> **THE PROBLEM**
Rewrite the records below as a numbered list, one item per line with no blank lines, and leave the pictures out.

-------- EXTRACTED INFORMATION

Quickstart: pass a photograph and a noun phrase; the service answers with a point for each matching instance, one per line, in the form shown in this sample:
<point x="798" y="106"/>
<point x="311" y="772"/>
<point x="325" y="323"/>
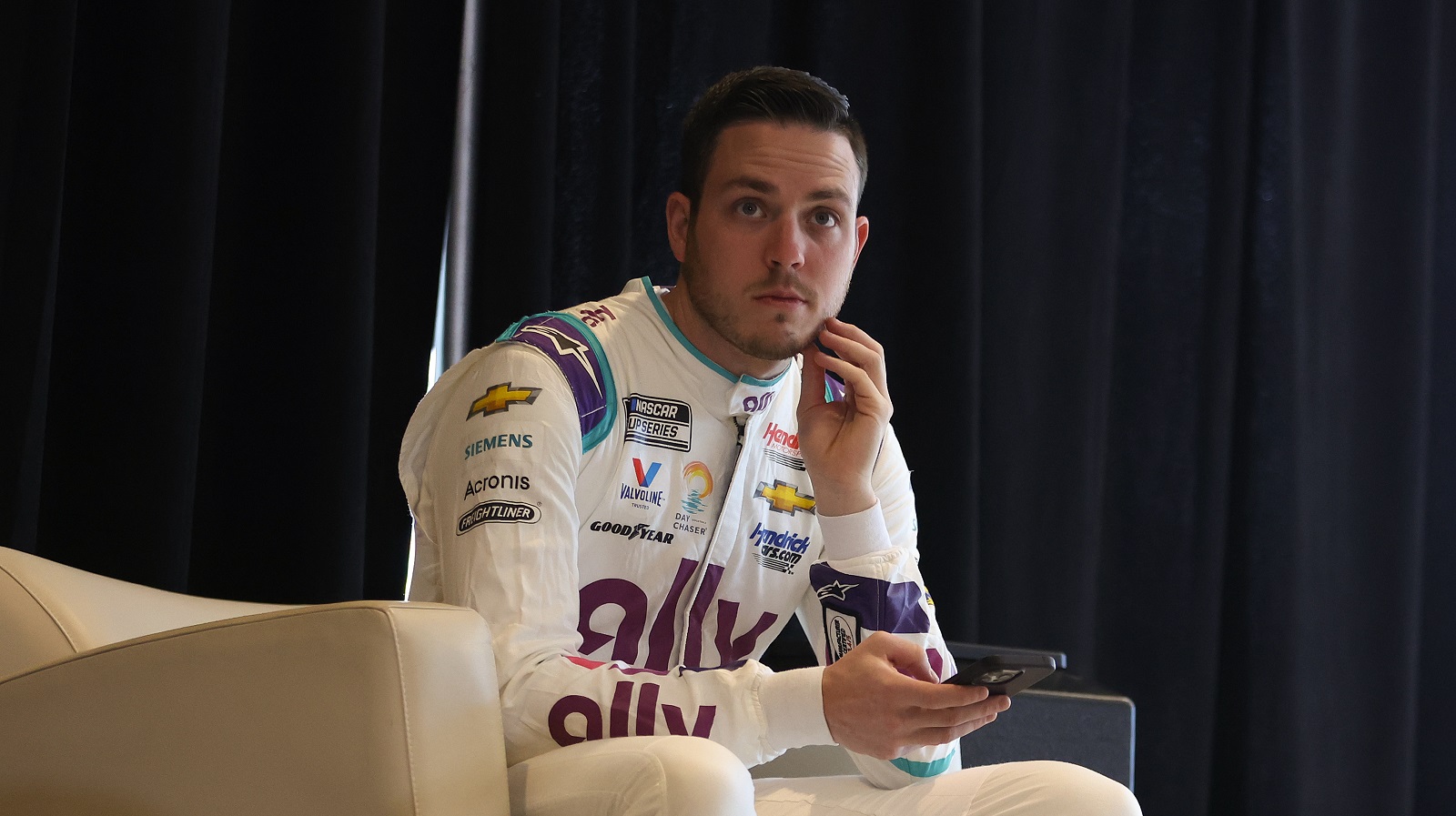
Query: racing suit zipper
<point x="725" y="526"/>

----------------

> **FINAL RESULT**
1. Quickstart: pass a photograph and a noun phrase; the service answers with a point for each matching instance, one per line, in the form shown in this sample:
2. <point x="798" y="106"/>
3. <point x="311" y="772"/>
4. <point x="325" y="323"/>
5. Query: racing suit zipper
6. <point x="725" y="526"/>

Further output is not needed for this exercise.